Retype the material so that each line matches the original exactly.

___ Data section

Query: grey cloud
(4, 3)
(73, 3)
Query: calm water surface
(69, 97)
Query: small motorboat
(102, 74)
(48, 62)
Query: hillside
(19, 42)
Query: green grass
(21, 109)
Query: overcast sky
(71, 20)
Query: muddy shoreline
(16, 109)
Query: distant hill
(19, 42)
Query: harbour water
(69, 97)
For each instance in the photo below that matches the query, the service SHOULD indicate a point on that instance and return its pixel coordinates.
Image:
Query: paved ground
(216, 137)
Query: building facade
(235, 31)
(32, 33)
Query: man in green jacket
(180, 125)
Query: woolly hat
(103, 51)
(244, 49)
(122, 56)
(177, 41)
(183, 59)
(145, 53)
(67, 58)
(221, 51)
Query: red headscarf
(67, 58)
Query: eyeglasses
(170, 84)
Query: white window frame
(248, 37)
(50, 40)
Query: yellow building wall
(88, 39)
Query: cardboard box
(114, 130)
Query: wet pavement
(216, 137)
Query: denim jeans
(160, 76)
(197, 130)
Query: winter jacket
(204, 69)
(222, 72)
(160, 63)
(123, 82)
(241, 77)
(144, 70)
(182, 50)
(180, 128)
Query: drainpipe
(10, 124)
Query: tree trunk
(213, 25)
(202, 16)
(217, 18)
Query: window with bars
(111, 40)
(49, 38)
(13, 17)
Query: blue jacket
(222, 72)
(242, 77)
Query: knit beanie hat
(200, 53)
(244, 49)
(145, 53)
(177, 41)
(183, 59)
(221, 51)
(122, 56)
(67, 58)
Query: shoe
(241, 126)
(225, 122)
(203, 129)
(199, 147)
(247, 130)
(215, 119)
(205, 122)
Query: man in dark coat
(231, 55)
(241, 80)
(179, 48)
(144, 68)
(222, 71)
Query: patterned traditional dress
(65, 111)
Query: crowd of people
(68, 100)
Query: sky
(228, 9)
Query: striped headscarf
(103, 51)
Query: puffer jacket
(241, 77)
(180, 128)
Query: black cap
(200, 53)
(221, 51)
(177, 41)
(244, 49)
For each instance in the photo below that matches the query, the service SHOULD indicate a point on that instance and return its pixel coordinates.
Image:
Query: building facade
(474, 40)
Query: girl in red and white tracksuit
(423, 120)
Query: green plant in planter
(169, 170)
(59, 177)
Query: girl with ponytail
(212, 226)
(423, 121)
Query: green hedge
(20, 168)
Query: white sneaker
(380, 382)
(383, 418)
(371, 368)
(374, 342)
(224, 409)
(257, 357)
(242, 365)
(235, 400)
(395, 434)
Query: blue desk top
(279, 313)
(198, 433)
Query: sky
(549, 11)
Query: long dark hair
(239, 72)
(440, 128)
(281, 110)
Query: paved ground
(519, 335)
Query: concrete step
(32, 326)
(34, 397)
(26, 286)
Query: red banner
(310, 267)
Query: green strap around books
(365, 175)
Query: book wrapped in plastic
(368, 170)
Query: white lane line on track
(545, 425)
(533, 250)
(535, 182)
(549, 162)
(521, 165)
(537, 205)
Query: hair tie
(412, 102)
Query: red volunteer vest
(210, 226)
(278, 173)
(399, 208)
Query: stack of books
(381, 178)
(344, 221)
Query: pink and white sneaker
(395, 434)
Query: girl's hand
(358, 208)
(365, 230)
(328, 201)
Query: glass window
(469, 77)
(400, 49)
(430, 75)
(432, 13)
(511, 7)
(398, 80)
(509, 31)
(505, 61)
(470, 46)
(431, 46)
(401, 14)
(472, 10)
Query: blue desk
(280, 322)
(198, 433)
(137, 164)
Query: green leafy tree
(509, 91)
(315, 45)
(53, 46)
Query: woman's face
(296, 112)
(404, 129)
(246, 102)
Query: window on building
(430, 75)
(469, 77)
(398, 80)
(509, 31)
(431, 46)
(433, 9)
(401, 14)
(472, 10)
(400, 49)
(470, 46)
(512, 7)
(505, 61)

______

| Solved problem |
Query: grey cloud
(4, 3)
(73, 3)
Query: calm water surface
(69, 97)
Query: small motorboat
(102, 74)
(48, 62)
Query: hillside
(19, 42)
Query: green grass
(21, 109)
Query: overcast sky
(71, 20)
Query: muddy shoreline
(16, 109)
Query: distant hill
(19, 42)
Query: harbour water
(69, 97)
For each instance in the photo below that matches the query, the service SHOULD indicate a point on that instance and return its pixel coordinates.
Image:
Query: paved ground
(216, 137)
Query: building facade
(235, 31)
(32, 33)
Query: man in green jacket
(180, 125)
Query: woolly hat
(103, 51)
(244, 49)
(122, 56)
(177, 41)
(183, 59)
(145, 53)
(67, 58)
(221, 51)
Query: red headscarf
(67, 58)
Query: eyeglasses
(170, 84)
Query: white window frame
(248, 37)
(50, 40)
Query: yellow building wall
(88, 39)
Query: cardboard box
(114, 130)
Query: wet pavement
(216, 137)
Query: denim jeans
(160, 76)
(197, 130)
Query: winter jacket
(204, 69)
(222, 72)
(160, 63)
(123, 82)
(241, 77)
(144, 70)
(182, 50)
(180, 128)
Query: drainpipe
(10, 124)
Query: tree trunk
(213, 25)
(202, 16)
(217, 18)
Query: window with bars
(111, 40)
(49, 38)
(13, 17)
Query: blue jacket
(222, 72)
(242, 77)
Query: knit beanie hat
(200, 53)
(244, 49)
(145, 53)
(177, 41)
(183, 59)
(221, 51)
(122, 56)
(67, 58)
Query: shoe
(241, 126)
(225, 122)
(203, 129)
(199, 147)
(247, 130)
(215, 119)
(205, 122)
Query: man in dark coat
(231, 55)
(241, 80)
(179, 48)
(144, 68)
(222, 71)
Query: patterned traditional dress
(65, 111)
Query: crowd of people
(68, 100)
Query: sky
(228, 9)
Query: striped headscarf
(103, 51)
Query: puffer jacket
(241, 77)
(180, 128)
Query: black cap
(200, 53)
(221, 51)
(177, 41)
(244, 49)
For each instance in the photo below that matches the query, the service SHOULD indicate a point on that instance and return its pixel coordinates.
Image:
Query: building facade
(474, 40)
Query: girl in red and white tracksuit
(423, 120)
Query: green plant in planter
(169, 170)
(59, 177)
Query: girl with ponytail
(212, 226)
(423, 121)
Query: green hedge
(20, 168)
Query: white sneaker
(380, 382)
(383, 418)
(371, 368)
(374, 342)
(224, 409)
(257, 357)
(242, 365)
(235, 400)
(395, 434)
Query: blue desk top
(279, 313)
(198, 433)
Query: sky
(549, 11)
Query: long dark hair
(239, 72)
(440, 128)
(281, 110)
Query: paved ground
(519, 335)
Query: concrete step
(32, 326)
(34, 397)
(26, 286)
Query: red banner
(310, 267)
Query: green strap around books
(365, 175)
Query: book wrapped in plastic
(368, 170)
Query: white lane line on track
(545, 425)
(533, 250)
(535, 182)
(549, 162)
(521, 165)
(537, 205)
Query: hair tie
(412, 102)
Query: red volunteer vest
(210, 226)
(278, 173)
(399, 208)
Query: stack of books
(381, 178)
(344, 221)
Query: pink and white sneaker
(395, 434)
Query: girl's hand
(358, 208)
(365, 230)
(328, 201)
Query: glass window
(469, 77)
(400, 49)
(430, 75)
(432, 13)
(511, 7)
(398, 80)
(509, 31)
(505, 61)
(470, 46)
(431, 46)
(401, 14)
(472, 10)
Query: blue desk
(280, 322)
(198, 433)
(137, 164)
Query: green leafy tree
(509, 91)
(315, 45)
(53, 46)
Query: woman's face
(296, 112)
(404, 129)
(246, 102)
Query: window on building
(430, 75)
(469, 77)
(398, 80)
(509, 31)
(431, 46)
(433, 9)
(401, 14)
(472, 10)
(400, 49)
(470, 46)
(512, 7)
(505, 61)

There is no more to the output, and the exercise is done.